**REQUIREMENT**:
Please return each of the entries below exactly as they appear.

────────────────────

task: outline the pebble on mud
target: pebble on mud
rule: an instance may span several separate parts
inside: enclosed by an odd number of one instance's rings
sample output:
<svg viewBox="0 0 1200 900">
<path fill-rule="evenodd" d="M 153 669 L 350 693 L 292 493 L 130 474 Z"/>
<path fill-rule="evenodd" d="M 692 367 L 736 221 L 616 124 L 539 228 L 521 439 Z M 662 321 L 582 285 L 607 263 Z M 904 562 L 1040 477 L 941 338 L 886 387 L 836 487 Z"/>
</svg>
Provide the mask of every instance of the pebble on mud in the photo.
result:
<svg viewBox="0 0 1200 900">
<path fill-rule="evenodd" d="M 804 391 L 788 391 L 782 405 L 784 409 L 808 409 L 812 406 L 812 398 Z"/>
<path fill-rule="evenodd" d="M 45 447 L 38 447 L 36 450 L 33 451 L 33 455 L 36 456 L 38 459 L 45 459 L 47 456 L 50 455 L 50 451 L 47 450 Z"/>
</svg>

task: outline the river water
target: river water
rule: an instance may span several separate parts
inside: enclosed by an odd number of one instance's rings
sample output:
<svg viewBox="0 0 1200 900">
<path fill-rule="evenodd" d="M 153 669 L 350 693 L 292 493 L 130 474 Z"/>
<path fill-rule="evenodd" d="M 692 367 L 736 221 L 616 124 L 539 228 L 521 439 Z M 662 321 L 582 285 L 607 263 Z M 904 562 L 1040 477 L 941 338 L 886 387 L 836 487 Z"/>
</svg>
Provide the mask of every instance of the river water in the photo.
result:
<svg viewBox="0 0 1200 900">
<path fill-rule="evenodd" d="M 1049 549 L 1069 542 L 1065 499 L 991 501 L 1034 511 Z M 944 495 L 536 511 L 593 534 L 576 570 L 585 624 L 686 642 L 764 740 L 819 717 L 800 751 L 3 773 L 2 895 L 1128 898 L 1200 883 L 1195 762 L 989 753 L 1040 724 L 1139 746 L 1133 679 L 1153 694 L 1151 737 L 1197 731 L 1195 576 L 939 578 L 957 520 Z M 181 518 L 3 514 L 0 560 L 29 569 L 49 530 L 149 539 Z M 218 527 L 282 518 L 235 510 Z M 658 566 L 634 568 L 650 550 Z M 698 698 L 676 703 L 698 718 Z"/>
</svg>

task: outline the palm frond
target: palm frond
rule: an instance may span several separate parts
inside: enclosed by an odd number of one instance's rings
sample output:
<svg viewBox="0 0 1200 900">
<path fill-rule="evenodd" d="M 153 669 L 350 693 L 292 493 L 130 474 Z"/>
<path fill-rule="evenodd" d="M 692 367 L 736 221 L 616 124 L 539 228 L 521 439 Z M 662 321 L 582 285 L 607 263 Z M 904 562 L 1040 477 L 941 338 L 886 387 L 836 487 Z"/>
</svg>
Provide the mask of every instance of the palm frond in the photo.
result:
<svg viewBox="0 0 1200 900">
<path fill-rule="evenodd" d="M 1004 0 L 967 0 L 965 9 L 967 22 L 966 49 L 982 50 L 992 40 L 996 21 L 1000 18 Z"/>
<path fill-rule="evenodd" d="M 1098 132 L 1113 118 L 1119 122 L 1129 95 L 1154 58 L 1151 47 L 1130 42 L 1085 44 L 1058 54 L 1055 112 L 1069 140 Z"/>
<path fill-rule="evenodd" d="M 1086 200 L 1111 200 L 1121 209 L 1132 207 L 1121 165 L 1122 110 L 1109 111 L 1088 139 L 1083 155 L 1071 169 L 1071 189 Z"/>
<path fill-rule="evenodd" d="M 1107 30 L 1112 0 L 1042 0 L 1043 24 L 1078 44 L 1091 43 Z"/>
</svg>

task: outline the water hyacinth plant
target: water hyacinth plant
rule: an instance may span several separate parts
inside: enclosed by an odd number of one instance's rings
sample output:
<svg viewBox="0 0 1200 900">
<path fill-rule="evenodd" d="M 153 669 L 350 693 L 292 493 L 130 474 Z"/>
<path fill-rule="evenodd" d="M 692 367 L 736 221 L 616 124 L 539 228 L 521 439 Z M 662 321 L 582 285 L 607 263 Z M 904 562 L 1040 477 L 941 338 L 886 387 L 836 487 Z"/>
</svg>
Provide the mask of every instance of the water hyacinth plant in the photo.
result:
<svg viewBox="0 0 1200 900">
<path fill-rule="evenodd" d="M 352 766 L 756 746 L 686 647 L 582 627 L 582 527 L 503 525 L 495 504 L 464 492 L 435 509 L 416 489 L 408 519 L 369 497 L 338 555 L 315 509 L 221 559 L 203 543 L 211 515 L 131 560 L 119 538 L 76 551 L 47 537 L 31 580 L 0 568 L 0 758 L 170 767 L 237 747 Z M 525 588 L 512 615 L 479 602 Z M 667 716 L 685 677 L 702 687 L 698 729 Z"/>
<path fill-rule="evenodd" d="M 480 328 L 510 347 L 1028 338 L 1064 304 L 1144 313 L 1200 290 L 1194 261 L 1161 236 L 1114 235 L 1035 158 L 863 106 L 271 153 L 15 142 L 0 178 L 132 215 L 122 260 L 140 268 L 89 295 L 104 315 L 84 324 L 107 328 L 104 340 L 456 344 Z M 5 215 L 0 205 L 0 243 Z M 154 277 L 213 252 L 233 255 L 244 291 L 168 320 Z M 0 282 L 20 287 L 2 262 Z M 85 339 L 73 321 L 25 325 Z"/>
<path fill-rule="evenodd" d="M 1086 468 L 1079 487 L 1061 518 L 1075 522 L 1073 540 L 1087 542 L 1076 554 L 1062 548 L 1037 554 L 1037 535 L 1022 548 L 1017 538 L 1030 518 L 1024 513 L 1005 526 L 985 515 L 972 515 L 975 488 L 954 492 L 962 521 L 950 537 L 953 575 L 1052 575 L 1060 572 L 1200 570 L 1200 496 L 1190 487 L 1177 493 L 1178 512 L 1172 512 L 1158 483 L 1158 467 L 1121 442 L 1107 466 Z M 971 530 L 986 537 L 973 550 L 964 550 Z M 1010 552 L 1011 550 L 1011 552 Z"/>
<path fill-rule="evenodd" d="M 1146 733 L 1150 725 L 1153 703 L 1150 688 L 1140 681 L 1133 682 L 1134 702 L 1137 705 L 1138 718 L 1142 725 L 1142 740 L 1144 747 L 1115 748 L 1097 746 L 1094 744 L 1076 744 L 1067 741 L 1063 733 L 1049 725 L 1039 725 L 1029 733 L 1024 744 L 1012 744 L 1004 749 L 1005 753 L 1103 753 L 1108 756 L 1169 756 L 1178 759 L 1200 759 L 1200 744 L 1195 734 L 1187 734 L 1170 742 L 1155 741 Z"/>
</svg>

────────────────────

**OUTPUT**:
task: outline the pebble on mud
target: pebble on mud
rule: an instance may span several separate parts
inside: enclosed by an odd number of one instance's rings
sample output:
<svg viewBox="0 0 1200 900">
<path fill-rule="evenodd" d="M 153 669 L 350 693 L 292 493 L 130 474 Z"/>
<path fill-rule="evenodd" d="M 692 367 L 736 221 L 616 124 L 539 228 L 521 439 Z M 662 321 L 582 285 L 607 263 Z M 904 562 L 1040 477 L 941 338 L 886 387 L 836 487 Z"/>
</svg>
Provide the mask of every instance of the pebble on mud in the photo.
result:
<svg viewBox="0 0 1200 900">
<path fill-rule="evenodd" d="M 804 391 L 788 391 L 782 405 L 784 409 L 808 409 L 812 406 L 812 398 Z"/>
<path fill-rule="evenodd" d="M 45 447 L 38 447 L 36 450 L 33 451 L 33 455 L 36 456 L 38 459 L 45 459 L 47 456 L 50 455 L 50 451 L 47 450 Z"/>
</svg>

task: outline the river water
target: river water
rule: an instance may span several separate parts
inside: enclosed by an odd number of one instance's rings
sample output:
<svg viewBox="0 0 1200 900">
<path fill-rule="evenodd" d="M 153 669 L 350 693 L 292 493 L 130 474 Z"/>
<path fill-rule="evenodd" d="M 692 367 L 736 221 L 616 124 L 539 228 L 521 439 Z M 662 321 L 582 285 L 607 263 Z M 904 562 L 1040 477 L 941 338 L 886 387 L 836 487 Z"/>
</svg>
Provide the mask of every instance of the river water in the photo.
result:
<svg viewBox="0 0 1200 900">
<path fill-rule="evenodd" d="M 1049 549 L 1069 542 L 1065 499 L 991 501 L 1034 511 Z M 944 495 L 536 511 L 593 534 L 576 570 L 585 624 L 686 642 L 764 740 L 819 717 L 800 751 L 3 773 L 2 895 L 1128 898 L 1200 883 L 1195 762 L 989 753 L 1040 724 L 1139 746 L 1133 679 L 1153 694 L 1151 737 L 1197 731 L 1195 576 L 939 578 L 957 520 Z M 181 518 L 3 514 L 0 560 L 29 569 L 49 530 L 149 539 Z M 218 527 L 282 518 L 235 510 Z M 658 566 L 634 568 L 650 550 Z M 698 698 L 676 703 L 698 718 Z"/>
</svg>

task: outline the palm frond
target: palm frond
rule: an instance may span several separate parts
inside: enclosed by an odd number of one instance's rings
sample output:
<svg viewBox="0 0 1200 900">
<path fill-rule="evenodd" d="M 153 669 L 350 693 L 292 493 L 130 474 Z"/>
<path fill-rule="evenodd" d="M 692 367 L 736 221 L 616 124 L 539 228 L 521 439 Z M 662 321 L 582 285 L 607 263 Z M 904 562 L 1040 477 L 941 338 L 886 387 L 836 487 Z"/>
</svg>
Provide the mask of every instance of the palm frond in the photo.
result:
<svg viewBox="0 0 1200 900">
<path fill-rule="evenodd" d="M 1004 0 L 967 0 L 965 9 L 967 22 L 966 49 L 982 50 L 992 40 L 996 21 L 1000 18 Z"/>
<path fill-rule="evenodd" d="M 1098 132 L 1113 118 L 1119 122 L 1129 95 L 1154 58 L 1151 47 L 1130 42 L 1085 44 L 1058 54 L 1055 112 L 1069 140 Z"/>
<path fill-rule="evenodd" d="M 1086 200 L 1111 200 L 1121 209 L 1132 207 L 1121 165 L 1122 110 L 1109 111 L 1088 139 L 1083 155 L 1071 169 L 1071 189 Z"/>
<path fill-rule="evenodd" d="M 1107 30 L 1112 0 L 1042 0 L 1043 24 L 1078 44 L 1091 43 Z"/>
</svg>

task: outline the water hyacinth plant
target: water hyacinth plant
rule: an instance may span several separate parts
inside: enclosed by an odd number of one instance's rings
sample output:
<svg viewBox="0 0 1200 900">
<path fill-rule="evenodd" d="M 153 669 L 350 693 L 292 493 L 130 474 Z"/>
<path fill-rule="evenodd" d="M 692 367 L 736 221 L 616 124 L 539 228 L 521 439 Z M 662 321 L 582 285 L 607 263 Z M 904 562 L 1040 477 L 941 338 L 886 387 L 836 487 Z"/>
</svg>
Provide the mask of every instance of the water hyacinth plant in the photo.
result:
<svg viewBox="0 0 1200 900">
<path fill-rule="evenodd" d="M 352 766 L 756 746 L 686 647 L 582 627 L 582 527 L 503 525 L 495 504 L 464 492 L 435 509 L 416 489 L 408 519 L 369 497 L 338 555 L 315 509 L 221 559 L 203 543 L 211 515 L 131 560 L 119 538 L 76 551 L 47 537 L 31 580 L 0 568 L 0 758 L 170 767 L 237 747 Z M 525 588 L 512 615 L 479 602 Z M 667 716 L 685 677 L 702 687 L 698 729 Z"/>
<path fill-rule="evenodd" d="M 480 328 L 510 347 L 1028 338 L 1064 304 L 1144 313 L 1200 290 L 1194 261 L 1161 236 L 1114 235 L 1035 158 L 863 106 L 271 153 L 15 142 L 0 178 L 132 215 L 122 260 L 140 268 L 89 295 L 104 315 L 84 324 L 107 328 L 104 340 L 456 344 Z M 5 215 L 0 205 L 0 243 Z M 154 277 L 213 252 L 233 255 L 244 291 L 168 320 Z M 0 282 L 20 287 L 2 262 Z M 85 339 L 73 321 L 25 325 Z"/>
<path fill-rule="evenodd" d="M 1086 468 L 1079 487 L 1061 518 L 1075 522 L 1073 540 L 1087 542 L 1076 554 L 1062 548 L 1037 554 L 1037 535 L 1022 548 L 1017 538 L 1030 518 L 1024 513 L 1005 526 L 985 515 L 972 515 L 975 488 L 954 492 L 962 521 L 950 537 L 953 575 L 1052 575 L 1060 572 L 1200 570 L 1200 496 L 1190 487 L 1177 493 L 1178 512 L 1172 512 L 1158 483 L 1158 467 L 1121 442 L 1107 466 Z M 971 530 L 986 537 L 973 550 L 964 550 Z M 1010 552 L 1011 550 L 1011 552 Z"/>
<path fill-rule="evenodd" d="M 1146 733 L 1150 725 L 1153 703 L 1150 688 L 1140 681 L 1133 682 L 1134 702 L 1137 705 L 1138 718 L 1142 725 L 1142 740 L 1144 747 L 1115 748 L 1097 746 L 1094 744 L 1076 744 L 1067 741 L 1063 733 L 1049 725 L 1039 725 L 1029 733 L 1024 744 L 1012 744 L 1004 749 L 1005 753 L 1103 753 L 1108 756 L 1169 756 L 1178 759 L 1200 759 L 1200 744 L 1195 734 L 1187 734 L 1170 742 L 1155 741 Z"/>
</svg>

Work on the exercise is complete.